::: EXTRACTED RECORDS :::
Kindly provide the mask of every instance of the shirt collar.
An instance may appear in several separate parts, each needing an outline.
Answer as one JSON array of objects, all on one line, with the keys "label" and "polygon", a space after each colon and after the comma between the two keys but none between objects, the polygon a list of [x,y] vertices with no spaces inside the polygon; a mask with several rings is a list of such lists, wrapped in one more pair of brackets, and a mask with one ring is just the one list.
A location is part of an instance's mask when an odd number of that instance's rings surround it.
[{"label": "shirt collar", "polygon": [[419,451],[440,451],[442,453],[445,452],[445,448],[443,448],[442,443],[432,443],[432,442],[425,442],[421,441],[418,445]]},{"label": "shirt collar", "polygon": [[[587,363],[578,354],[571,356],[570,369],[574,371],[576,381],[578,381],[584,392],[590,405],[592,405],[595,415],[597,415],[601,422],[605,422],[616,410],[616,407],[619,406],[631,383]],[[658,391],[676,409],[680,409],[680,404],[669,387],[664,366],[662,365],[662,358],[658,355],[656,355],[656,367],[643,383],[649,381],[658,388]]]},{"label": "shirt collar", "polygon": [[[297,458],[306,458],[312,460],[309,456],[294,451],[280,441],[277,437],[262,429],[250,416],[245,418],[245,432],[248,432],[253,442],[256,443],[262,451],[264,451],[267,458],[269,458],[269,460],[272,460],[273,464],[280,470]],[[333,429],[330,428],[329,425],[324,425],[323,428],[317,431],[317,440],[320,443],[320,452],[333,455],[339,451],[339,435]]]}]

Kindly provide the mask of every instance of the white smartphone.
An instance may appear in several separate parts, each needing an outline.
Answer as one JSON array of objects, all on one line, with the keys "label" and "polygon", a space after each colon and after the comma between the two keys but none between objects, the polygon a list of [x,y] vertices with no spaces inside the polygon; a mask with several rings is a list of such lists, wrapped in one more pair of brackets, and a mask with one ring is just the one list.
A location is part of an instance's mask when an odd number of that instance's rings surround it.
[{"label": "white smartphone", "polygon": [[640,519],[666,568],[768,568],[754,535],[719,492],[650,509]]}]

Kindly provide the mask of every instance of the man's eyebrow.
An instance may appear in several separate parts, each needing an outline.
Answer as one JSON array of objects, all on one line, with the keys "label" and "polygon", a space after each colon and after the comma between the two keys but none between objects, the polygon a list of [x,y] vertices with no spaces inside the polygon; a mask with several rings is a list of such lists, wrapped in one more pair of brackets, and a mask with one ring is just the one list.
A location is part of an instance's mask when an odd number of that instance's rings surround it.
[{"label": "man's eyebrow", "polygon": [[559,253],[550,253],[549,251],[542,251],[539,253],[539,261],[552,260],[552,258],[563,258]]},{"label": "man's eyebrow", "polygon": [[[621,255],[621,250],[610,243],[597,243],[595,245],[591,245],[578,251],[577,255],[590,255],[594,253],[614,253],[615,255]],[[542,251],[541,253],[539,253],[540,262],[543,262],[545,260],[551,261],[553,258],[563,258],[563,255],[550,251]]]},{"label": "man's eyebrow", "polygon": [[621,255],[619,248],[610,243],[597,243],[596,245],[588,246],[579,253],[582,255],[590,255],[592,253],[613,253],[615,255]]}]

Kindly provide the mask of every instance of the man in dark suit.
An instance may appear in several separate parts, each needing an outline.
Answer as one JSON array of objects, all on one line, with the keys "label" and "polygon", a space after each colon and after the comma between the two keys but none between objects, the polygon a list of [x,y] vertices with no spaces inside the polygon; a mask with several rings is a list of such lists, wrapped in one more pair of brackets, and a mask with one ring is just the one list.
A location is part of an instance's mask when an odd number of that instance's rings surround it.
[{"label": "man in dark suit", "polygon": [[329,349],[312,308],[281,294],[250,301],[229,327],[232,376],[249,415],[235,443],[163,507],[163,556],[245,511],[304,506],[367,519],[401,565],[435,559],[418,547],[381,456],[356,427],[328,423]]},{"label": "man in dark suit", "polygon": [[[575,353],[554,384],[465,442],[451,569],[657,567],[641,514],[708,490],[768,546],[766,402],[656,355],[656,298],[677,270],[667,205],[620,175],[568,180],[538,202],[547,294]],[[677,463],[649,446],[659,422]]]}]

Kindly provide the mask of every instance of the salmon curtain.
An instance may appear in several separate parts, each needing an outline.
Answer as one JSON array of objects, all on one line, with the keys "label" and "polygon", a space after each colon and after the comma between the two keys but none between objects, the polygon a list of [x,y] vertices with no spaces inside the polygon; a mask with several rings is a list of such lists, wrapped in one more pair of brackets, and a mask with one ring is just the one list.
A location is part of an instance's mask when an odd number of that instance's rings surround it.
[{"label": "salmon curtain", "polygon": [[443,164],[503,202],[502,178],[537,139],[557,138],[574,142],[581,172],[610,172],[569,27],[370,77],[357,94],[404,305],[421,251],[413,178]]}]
:::
_YOUR OBJECTIVE_
Repeat each of the entries above precisely as given.

_PROBLEM SOLUTION_
Kindly provide the mask of every instance of the shirt collar.
An instance may appear in several separate parts, each needing an outline.
Answer as one JSON array of objects, all on one line, with the keys "label" and "polygon", a space after each colon and after the comma between the two keys but none between objects, the polygon a list of [x,y] vertices with no spaces inside the polygon; a mask with several rings is a list of such lists, wrapped in one more pair of brackets, and a mask with one ring is just the one list.
A location is part of an instance's mask when an odd number of that instance's rings surround it.
[{"label": "shirt collar", "polygon": [[419,451],[440,451],[442,453],[445,452],[445,448],[443,448],[442,443],[432,443],[432,442],[425,442],[421,441],[418,445]]},{"label": "shirt collar", "polygon": [[[587,363],[578,354],[571,356],[570,369],[574,371],[576,381],[578,381],[584,392],[590,405],[592,405],[595,415],[597,415],[601,422],[605,422],[616,410],[616,407],[619,406],[631,383]],[[658,391],[676,409],[680,409],[680,404],[669,387],[664,366],[662,365],[662,358],[658,355],[656,355],[656,367],[643,383],[649,381],[658,388]]]},{"label": "shirt collar", "polygon": [[[297,458],[306,458],[312,460],[309,456],[294,451],[280,441],[277,437],[262,429],[250,416],[245,418],[245,432],[248,432],[253,442],[256,443],[262,451],[264,451],[267,458],[269,458],[269,460],[272,460],[273,464],[280,470]],[[333,429],[330,428],[329,425],[324,425],[323,428],[317,431],[317,440],[320,443],[320,452],[333,455],[339,451],[339,435]]]}]

Kindly provide the mask of every instance of the white smartphone.
An instance may appear in several separate parts, each needing an outline.
Answer as one JSON array of objects, all on one line, with the keys "label" and "polygon", a space after each colon and after the comma between the two keys but none between objects, the polygon a list of [x,y] vertices with no spaces inside the polygon; a mask with several rings is a list of such lists, wrapped in one more pair of brackets, and a mask with one ring is just the one list.
A location is part of an instance's mask when an odd number of that instance's rings surround it.
[{"label": "white smartphone", "polygon": [[640,519],[666,568],[768,568],[754,535],[719,492],[650,509]]}]

Kindly provide the mask of every instance of the man's eyebrow.
An instance may appear in several separate parts, each needing an outline.
Answer as one JSON array of objects, all on one line, with the keys "label" and "polygon", a space after each colon and after the comma between the two keys but none between objects, the polygon a list of [x,y] vertices with no spaces inside the polygon; a mask with several rings is a list of such lists, wrapped in one more pair of brackets, and a mask with one ring is just the one list.
A location is part of an instance's mask when an odd number of that instance's rings surround it.
[{"label": "man's eyebrow", "polygon": [[559,253],[550,253],[549,251],[542,251],[539,253],[539,261],[552,260],[552,258],[563,258]]},{"label": "man's eyebrow", "polygon": [[[621,255],[621,250],[610,243],[597,243],[595,245],[591,245],[578,251],[577,255],[590,255],[594,253],[614,253],[615,255]],[[542,251],[541,253],[539,253],[540,262],[543,262],[545,260],[551,261],[553,258],[563,258],[563,255],[550,251]]]},{"label": "man's eyebrow", "polygon": [[621,255],[619,248],[610,243],[597,243],[596,245],[588,246],[579,253],[582,255],[590,255],[592,253],[613,253],[615,255]]}]

Kindly provide the mask of every instance of the man in dark suit.
An instance may appear in several separate parts, each needing an outline.
Answer as one JSON array of objects, all on one line, with the keys "label" and "polygon", a space after each colon and after the comma between the two keys but none between objects, the polygon a list of [x,y] vertices with no spaces inside the polygon; a mask with several rings is a list of such lists, wrapped in one more pair of brackets, and a mask with one ring is just the one list.
A location is part of an instance's mask when an odd number of that instance's rings surround it.
[{"label": "man in dark suit", "polygon": [[329,349],[312,308],[281,294],[250,301],[229,327],[232,376],[249,415],[235,443],[163,507],[163,556],[245,511],[304,506],[367,519],[401,565],[435,559],[418,547],[381,456],[356,427],[328,423]]},{"label": "man in dark suit", "polygon": [[[575,353],[554,384],[465,442],[451,569],[657,567],[641,514],[708,490],[768,546],[766,402],[656,355],[656,298],[677,270],[667,205],[620,175],[568,180],[538,202],[547,294]],[[677,463],[649,446],[659,422]]]}]

Kindly provide the mask of every instance of the salmon curtain.
An instance may appear in several separate parts, each needing an outline.
Answer as one JSON array of objects, all on one line, with the keys "label" and "polygon", a space after each colon and after the comma between the two keys but none between objects, the polygon a list of [x,y] vertices with no spaces inside the polygon; a mask with several rings is a list of such lists, wrapped in one more pair of brackets, and a mask with one ring is just the one list.
A location is part of an instance's mask when an odd number of that instance's rings surround it.
[{"label": "salmon curtain", "polygon": [[443,164],[503,202],[502,178],[537,139],[557,138],[574,142],[581,172],[610,172],[569,27],[370,77],[357,94],[404,305],[421,251],[413,178]]}]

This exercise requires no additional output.